Textauszug:
────────────────

Kritiker in Deutschland hingegen beschränkten sich lange auf die Ästhetik des Gedichts. Ein Vorwand?
Die ganze Denkrichtung der 50er-Jahre ist von der »immanenten Interpretation« bestimmt: Ein Kunstwerk sollte sich aus sich selbst heraus erklären. Der größte Vertreter der immanenten Interpretation war Emil Staiger, ein bedeutender Literaturhistoriker aus Zürich. Er stand dem Schweizer Nationalsozialismus besonders nahe. Darüber wollte er nicht handeln – er wollte lieber von dem Kunstwerk »an und für sich« sprechen. Diesen Kreislauf muss man aufbrechen – um zu zeigen, dass es so etwas gar nicht gibt. Es gibt externe, historische Faktoren, die ein Kunstwerk überhaupt erst ermöglichen – und nötig machen. Bei Celan waren dies das Grauen der Verfolgung und der Ermordung von Millionen europäischer Juden – darunter seiner Eltern.

Die Pädagogik war damals offenbar weiter als die Literaturkritik. So beschreiben Sie in Ihrem Buch, wie eine Schulklasse Mitte der 50er-Jahre die Todesfuge liest.
Sie liest sie sehr aufmerksam – aber quer zur Literaturkritik. Das heißt, das didaktische Konzept überflügelt die Literaturkritik ihrer Zeit.

In jüngster Zeit gerät der Kulturbetrieb in puncto NS-Aufarbeitung verstärkt in den Blick – Stichwort Berlinale und documenta. Hat die Literaturkritik, haben Verlage diesbezüglich ebenfalls Nachholbedarf?
Jede Sphäre des kulturellen Nachkriegsdeutschlands hat ihre Lücken. Es ist unfassbar und schwer zu verstehen, dass ein so subventionierter Betrieb wie die Berlinale nicht längst ihre Geschichte aufgearbeitet hat. Das wäre Erinnerungskultur der eigenen Kulturinstitutionen. Es hat NS-Restbestände im deutschen Verlagswesen gegeben, denken Sie an den Piper Verlag. Es ist Aufgabe eben dieser Institutionen, die eigene Geschichte aufzuarbeiten. Darauf muss man drängen, und dazu wird es unausweichlich kommen. In diesem Kontext würde ich auch die »Todesfuge« sehen.

Spätestens nach den Frankfurter Auschwitz-Prozessen hätte man sie neu lesen müssen.

────────────────

Einträge des Datensatzes:
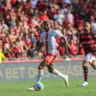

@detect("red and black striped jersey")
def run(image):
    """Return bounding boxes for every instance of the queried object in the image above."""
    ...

[80,32,96,54]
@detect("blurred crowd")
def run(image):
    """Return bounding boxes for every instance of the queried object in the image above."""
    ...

[0,0,96,59]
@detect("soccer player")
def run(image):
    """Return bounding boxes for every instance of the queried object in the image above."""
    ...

[80,22,96,87]
[28,21,68,91]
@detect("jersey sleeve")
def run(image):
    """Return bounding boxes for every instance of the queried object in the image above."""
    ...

[54,30,63,38]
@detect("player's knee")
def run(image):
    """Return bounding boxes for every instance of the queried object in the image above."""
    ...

────────────────

Aufgabenstellung: Können Sie aus dem Textauszug über die Todesfuge den Abschnitt wörtlich abschreiben, der mit den Worten „Die Pädagogik war“ beginnt und mit „Literaturkritik ihrer Zeit.“ endet? Verwenden Sie ausschließlich den Textauszug.

Schriftliche Lösung:
Die Pädagogik war damals offenbar weiter als die Literaturkritik. So beschreiben Sie in Ihrem Buch, wie eine Schulklasse Mitte der 50er-Jahre die Todesfuge liest.
Sie liest sie sehr aufmerksam – aber quer zur Literaturkritik. Das heißt, das didaktische Konzept überflügelt die Literaturkritik ihrer Zeit.